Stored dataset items
★ ★ ★ ★ ★

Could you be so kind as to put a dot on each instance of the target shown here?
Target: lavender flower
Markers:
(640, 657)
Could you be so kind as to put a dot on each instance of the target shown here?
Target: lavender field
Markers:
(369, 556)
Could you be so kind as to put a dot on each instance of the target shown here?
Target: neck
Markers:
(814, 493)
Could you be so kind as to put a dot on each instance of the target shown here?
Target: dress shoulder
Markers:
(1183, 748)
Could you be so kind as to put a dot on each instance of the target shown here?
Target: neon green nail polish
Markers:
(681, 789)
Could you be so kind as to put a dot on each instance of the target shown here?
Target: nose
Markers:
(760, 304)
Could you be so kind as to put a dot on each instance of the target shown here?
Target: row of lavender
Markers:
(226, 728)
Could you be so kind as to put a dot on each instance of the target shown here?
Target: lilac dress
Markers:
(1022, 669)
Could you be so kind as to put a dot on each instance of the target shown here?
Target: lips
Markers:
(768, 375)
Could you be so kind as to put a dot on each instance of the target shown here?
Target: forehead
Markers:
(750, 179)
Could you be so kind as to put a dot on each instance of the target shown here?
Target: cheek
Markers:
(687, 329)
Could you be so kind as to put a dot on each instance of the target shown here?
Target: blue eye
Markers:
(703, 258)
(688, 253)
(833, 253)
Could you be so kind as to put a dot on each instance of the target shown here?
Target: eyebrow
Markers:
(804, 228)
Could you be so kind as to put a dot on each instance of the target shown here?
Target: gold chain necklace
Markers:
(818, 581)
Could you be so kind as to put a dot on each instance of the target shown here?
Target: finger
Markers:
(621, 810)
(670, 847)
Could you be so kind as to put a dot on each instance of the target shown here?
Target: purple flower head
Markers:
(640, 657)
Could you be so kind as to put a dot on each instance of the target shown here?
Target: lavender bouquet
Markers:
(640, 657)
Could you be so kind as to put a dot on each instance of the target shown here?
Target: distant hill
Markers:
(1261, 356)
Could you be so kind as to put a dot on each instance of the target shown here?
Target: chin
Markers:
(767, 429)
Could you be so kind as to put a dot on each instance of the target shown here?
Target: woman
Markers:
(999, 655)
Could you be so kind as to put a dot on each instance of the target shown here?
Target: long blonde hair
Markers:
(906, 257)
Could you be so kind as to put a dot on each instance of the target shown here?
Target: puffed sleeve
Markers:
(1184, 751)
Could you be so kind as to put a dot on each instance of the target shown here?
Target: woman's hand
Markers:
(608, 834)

★ ★ ★ ★ ★

DESCRIPTION OF THE TASK: Provide the count of lines in the data above that include the word "flower", with no added text.

YOUR SOLUTION: 2